What the task asks: Set every record down verbatim and omit the pictures.

Source data:
-*-

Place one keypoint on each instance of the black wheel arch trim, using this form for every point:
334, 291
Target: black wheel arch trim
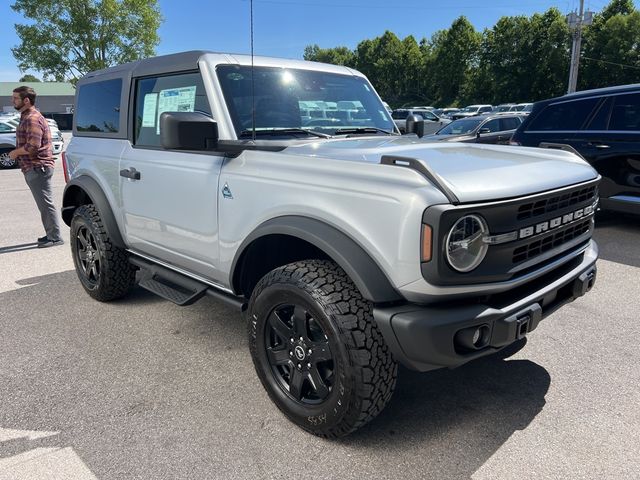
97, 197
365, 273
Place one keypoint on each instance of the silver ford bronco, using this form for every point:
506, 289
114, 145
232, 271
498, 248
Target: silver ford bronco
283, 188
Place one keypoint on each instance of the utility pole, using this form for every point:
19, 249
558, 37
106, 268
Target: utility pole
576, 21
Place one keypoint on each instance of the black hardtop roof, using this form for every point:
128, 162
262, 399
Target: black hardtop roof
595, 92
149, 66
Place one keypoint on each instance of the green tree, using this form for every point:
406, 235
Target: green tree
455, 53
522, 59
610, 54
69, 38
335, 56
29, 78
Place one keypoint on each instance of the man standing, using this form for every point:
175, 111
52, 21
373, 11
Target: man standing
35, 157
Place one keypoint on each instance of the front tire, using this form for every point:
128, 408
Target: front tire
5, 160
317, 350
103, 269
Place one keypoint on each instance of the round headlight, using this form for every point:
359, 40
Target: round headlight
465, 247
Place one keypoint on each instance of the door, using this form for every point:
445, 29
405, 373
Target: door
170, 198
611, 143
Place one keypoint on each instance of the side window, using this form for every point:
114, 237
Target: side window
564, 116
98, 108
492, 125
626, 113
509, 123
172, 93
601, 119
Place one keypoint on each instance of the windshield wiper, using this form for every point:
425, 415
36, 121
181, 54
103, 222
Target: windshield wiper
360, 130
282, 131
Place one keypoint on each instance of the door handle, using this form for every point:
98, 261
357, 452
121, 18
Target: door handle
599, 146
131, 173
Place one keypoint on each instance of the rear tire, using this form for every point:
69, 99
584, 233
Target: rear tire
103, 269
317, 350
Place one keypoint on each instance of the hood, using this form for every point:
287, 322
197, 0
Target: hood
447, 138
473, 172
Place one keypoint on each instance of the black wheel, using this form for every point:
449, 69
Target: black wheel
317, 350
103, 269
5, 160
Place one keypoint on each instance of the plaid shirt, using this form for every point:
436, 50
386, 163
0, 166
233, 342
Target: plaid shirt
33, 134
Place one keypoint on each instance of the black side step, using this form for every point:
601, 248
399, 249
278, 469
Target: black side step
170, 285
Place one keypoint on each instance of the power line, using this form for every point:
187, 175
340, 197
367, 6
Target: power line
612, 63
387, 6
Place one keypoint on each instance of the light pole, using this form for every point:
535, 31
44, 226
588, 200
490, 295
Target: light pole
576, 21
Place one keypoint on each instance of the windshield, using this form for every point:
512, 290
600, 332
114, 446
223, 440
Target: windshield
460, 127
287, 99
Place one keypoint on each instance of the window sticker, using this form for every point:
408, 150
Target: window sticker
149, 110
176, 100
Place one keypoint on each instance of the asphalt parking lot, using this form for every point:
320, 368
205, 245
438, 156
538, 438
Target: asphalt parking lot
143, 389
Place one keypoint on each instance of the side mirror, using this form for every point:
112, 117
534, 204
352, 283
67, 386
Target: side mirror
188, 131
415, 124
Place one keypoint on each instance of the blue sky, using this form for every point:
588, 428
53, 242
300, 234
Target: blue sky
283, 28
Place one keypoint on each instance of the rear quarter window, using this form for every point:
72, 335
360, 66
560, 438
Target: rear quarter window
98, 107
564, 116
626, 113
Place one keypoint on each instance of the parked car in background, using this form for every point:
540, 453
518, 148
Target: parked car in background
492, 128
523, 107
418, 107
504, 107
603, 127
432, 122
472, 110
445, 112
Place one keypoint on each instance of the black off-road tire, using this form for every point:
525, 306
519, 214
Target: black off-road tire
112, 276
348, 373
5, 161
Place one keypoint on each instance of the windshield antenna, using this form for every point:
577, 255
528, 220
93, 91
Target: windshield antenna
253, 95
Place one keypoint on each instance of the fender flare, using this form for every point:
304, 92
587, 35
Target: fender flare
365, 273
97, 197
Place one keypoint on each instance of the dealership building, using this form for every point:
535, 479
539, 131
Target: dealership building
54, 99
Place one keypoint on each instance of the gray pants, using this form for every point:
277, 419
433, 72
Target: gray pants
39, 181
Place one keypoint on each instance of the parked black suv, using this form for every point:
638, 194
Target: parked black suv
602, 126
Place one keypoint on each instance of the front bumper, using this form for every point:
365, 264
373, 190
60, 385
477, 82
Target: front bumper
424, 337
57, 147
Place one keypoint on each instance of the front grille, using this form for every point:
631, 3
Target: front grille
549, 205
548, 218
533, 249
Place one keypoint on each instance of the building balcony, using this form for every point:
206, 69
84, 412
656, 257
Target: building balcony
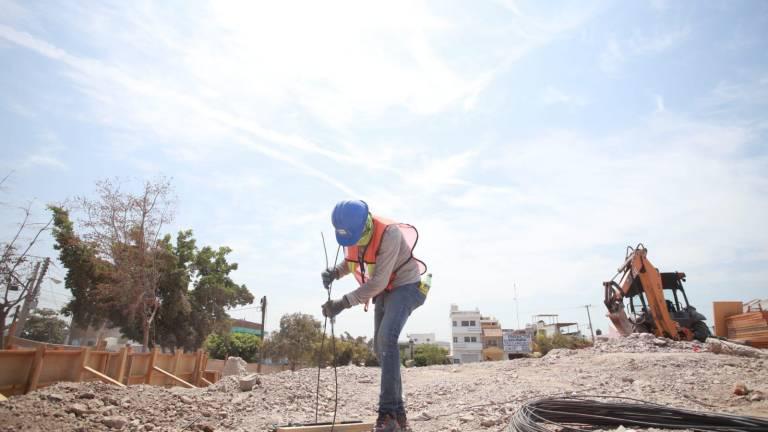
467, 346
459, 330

-*-

Exercise output:
Place one keypoint on each instance of the black wheel arch trim, using this form for every point:
334, 291
Target: black wheel arch trim
97, 197
365, 273
Place one keypoint on each instance of the silver ford bronco, using this form for every point:
506, 289
114, 145
232, 271
498, 248
Target: silver ford bronco
283, 188
Place one keypoint on each instance of the utility pole, using this form for every point:
19, 249
558, 37
106, 268
Target: utility pole
576, 21
Place one keypoint on each instance of the black hardtop roof, using this form for every point:
128, 162
262, 399
Target: black hardtop roof
595, 92
149, 66
Place one keypoint on each instance of the green tree, using this form for every point:
406, 235
Target: green tree
455, 53
522, 59
610, 54
69, 38
335, 56
29, 78
Place one keypoint on each instance of the man standing, using this form for every point:
175, 111
52, 21
373, 11
Target: man standing
35, 157
Place one keypoint on each instance of the front tire, using this form for every point:
128, 408
Target: front tire
5, 160
317, 350
103, 269
Place one keypoint on each instance of the round headlight, using this form for every point:
359, 40
Target: round headlight
465, 247
Place one keypoint on each instance of the door, using this form for every point:
445, 29
405, 373
Target: door
170, 198
611, 143
Place one keypoint on each instance of the side window, using this form for every point:
114, 237
Target: side window
564, 116
98, 108
492, 125
626, 113
509, 123
172, 93
601, 119
Place one keypoint on each instance of the windshield wiper, using this form for every point:
425, 415
36, 121
181, 54
103, 222
Target: windshield wiper
360, 130
282, 131
Place one keypoint on each instance of the door handle, using this form for every point:
98, 261
357, 452
121, 18
Target: door handle
599, 146
131, 173
Place one keypoint on each instance of the rear tire, using this form for every point:
69, 99
584, 233
Target: rear tire
103, 269
317, 350
Place one keypoint on each instance of the hood, using this form for every point:
287, 322
197, 0
Target: hood
447, 138
473, 172
Place one keypoint on each instance of the black wheel, using this form for every point:
449, 69
Target: black wheel
317, 350
103, 269
5, 160
Place one keypoint on each instance of the plaid shirt, using this form for every point:
436, 50
386, 163
0, 166
233, 342
Target: plaid shirt
33, 134
Place one keypoint on each instance of the black side step, using this form for every point:
601, 248
399, 249
278, 469
Target: black side step
170, 285
Place one keypoint on each instance of the power line, using this form for every point:
187, 175
340, 197
367, 6
Target: power line
612, 63
387, 6
Place one keypoint on each instance of the light pole, using this form for every point:
535, 31
44, 226
588, 200
490, 295
Target: light pole
576, 21
Place one keypoint on each instance of the windshield, using this form for every point:
512, 290
600, 332
114, 446
223, 440
Target: windshield
460, 127
287, 99
Place one keypoint on each instance of the window sticker, using this form for every point:
408, 150
Target: window sticker
149, 110
176, 100
Place one keypoint on each instance of the asphalt parking lot, using this form for every point:
320, 368
205, 245
438, 156
538, 438
Target: asphalt parking lot
143, 389
Place one keypoint on each instance of the side mirror, using this form for every point:
112, 117
534, 204
352, 283
67, 386
Target: side mirror
188, 131
415, 124
Place one keypoint on each instance of the blue sky, using this form for every point:
588, 428
53, 242
300, 234
Target: blue sky
283, 28
Place one keypoint on each instance of the rear quarter window, using this form for every point:
72, 335
360, 66
560, 438
Target: rear quarter window
98, 107
564, 116
626, 113
Place one keypoint on each instance of the parked car in background, using this form for every point:
540, 453
518, 148
Target: parked car in background
492, 128
523, 107
418, 107
504, 107
603, 127
432, 122
472, 110
445, 112
Place one keypoint on each instance of the black off-road tire, using this form for every point:
525, 306
519, 214
Target: black off-road tire
112, 276
348, 373
5, 161
Place one keypoint on each instance of the windshield antenna, using this form for every point:
577, 255
528, 220
93, 91
Target: windshield antenna
253, 95
Place one keypoint on each instance of the fender flare, using this form for every point:
304, 92
587, 35
Target: fender flare
365, 273
97, 197
Place one keypoint on each instance of the dealership building, using this form for every point:
535, 479
539, 131
Target: dealership building
54, 99
Place one keypoint on each instance of the gray pants, using this form for every point:
277, 419
433, 72
Target: gray pants
39, 181
Place one keypoint on each instance of the parked black suv, using this form for every point:
638, 194
Target: parked black suv
602, 126
Place one keypoint on each instance of the front bumper, using this form for every point:
365, 264
373, 190
60, 385
477, 82
Target: front bumper
424, 337
57, 147
Place one keypoint on each instance of the front grille, using this form for every point:
631, 3
Target: front grille
549, 205
548, 218
533, 249
Place one keypoint on each instance of the building balcony, using this form for every point:
206, 69
84, 412
656, 257
Target: building balcony
467, 346
459, 330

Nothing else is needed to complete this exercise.